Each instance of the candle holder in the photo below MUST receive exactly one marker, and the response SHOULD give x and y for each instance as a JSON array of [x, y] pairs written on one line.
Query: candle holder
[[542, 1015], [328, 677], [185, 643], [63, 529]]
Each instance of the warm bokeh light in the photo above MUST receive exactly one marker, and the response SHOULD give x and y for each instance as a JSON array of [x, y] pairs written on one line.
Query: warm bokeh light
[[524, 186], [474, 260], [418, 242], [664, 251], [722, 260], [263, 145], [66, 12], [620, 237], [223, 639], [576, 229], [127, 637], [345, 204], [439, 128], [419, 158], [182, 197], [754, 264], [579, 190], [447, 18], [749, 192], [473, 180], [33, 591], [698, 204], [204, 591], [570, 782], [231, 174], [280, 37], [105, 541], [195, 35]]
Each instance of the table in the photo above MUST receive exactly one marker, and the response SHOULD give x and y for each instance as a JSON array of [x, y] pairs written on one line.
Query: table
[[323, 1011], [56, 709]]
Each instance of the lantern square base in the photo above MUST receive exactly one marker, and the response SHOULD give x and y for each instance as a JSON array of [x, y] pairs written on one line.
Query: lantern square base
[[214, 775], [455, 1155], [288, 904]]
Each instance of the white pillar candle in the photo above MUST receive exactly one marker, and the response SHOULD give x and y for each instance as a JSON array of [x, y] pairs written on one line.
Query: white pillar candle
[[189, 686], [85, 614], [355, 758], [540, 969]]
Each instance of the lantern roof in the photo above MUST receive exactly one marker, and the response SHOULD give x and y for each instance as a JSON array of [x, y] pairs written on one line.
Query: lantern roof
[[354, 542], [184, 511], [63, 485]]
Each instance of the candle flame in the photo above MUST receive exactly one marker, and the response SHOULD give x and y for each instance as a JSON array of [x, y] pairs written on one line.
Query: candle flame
....................
ASSIGNED TASK:
Above are the entries; copy every line among them that contains the word "flame".

OUTPUT BELOW:
Each instance of the candle flame in the photo above MUST receive exactly one marker, and the response SHOULD give x and y for each instance as a JSON array of [x, y] pairs written on one line.
Query: candle flame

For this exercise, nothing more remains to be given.